→ **Your objective**
Reproduce each of the rows below word for word, leaving every line and character unchanged.
---------- Given data ----------
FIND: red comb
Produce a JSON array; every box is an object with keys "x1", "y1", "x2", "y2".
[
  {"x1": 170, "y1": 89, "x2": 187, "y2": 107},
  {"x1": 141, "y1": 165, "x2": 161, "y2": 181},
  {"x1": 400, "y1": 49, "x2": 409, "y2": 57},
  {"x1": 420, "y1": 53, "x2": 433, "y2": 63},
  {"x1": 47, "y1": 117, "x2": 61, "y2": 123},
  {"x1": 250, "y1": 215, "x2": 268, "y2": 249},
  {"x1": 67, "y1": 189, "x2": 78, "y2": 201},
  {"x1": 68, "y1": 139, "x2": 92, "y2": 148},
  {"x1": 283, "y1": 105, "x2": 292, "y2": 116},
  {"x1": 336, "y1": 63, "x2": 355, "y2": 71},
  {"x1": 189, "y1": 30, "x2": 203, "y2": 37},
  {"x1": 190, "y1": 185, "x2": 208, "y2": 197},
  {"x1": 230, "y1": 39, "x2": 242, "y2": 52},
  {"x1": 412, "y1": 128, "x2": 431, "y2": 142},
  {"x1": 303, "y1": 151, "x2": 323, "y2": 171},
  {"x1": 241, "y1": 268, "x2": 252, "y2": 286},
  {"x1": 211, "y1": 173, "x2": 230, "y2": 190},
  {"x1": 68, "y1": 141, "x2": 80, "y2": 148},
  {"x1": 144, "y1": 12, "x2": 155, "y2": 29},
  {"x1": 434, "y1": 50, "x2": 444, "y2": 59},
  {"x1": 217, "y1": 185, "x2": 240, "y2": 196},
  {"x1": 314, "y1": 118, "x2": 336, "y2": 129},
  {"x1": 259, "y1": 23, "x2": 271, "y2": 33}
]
----------
→ **Task response**
FIND: red comb
Produce a JSON array; every box is an object with keys "x1", "y1", "x2", "y2".
[
  {"x1": 170, "y1": 89, "x2": 187, "y2": 107},
  {"x1": 141, "y1": 165, "x2": 161, "y2": 181},
  {"x1": 400, "y1": 49, "x2": 409, "y2": 57},
  {"x1": 420, "y1": 53, "x2": 433, "y2": 63},
  {"x1": 47, "y1": 117, "x2": 61, "y2": 123},
  {"x1": 250, "y1": 215, "x2": 268, "y2": 249},
  {"x1": 67, "y1": 189, "x2": 78, "y2": 201},
  {"x1": 68, "y1": 139, "x2": 92, "y2": 148},
  {"x1": 283, "y1": 105, "x2": 292, "y2": 116},
  {"x1": 336, "y1": 63, "x2": 355, "y2": 71},
  {"x1": 189, "y1": 30, "x2": 203, "y2": 37},
  {"x1": 190, "y1": 185, "x2": 208, "y2": 197},
  {"x1": 230, "y1": 39, "x2": 242, "y2": 52},
  {"x1": 412, "y1": 128, "x2": 431, "y2": 142},
  {"x1": 303, "y1": 151, "x2": 323, "y2": 171},
  {"x1": 241, "y1": 268, "x2": 252, "y2": 286},
  {"x1": 211, "y1": 173, "x2": 230, "y2": 190},
  {"x1": 68, "y1": 141, "x2": 80, "y2": 148},
  {"x1": 144, "y1": 12, "x2": 155, "y2": 29},
  {"x1": 434, "y1": 50, "x2": 444, "y2": 59},
  {"x1": 217, "y1": 185, "x2": 240, "y2": 196},
  {"x1": 314, "y1": 118, "x2": 336, "y2": 129},
  {"x1": 259, "y1": 23, "x2": 271, "y2": 33}
]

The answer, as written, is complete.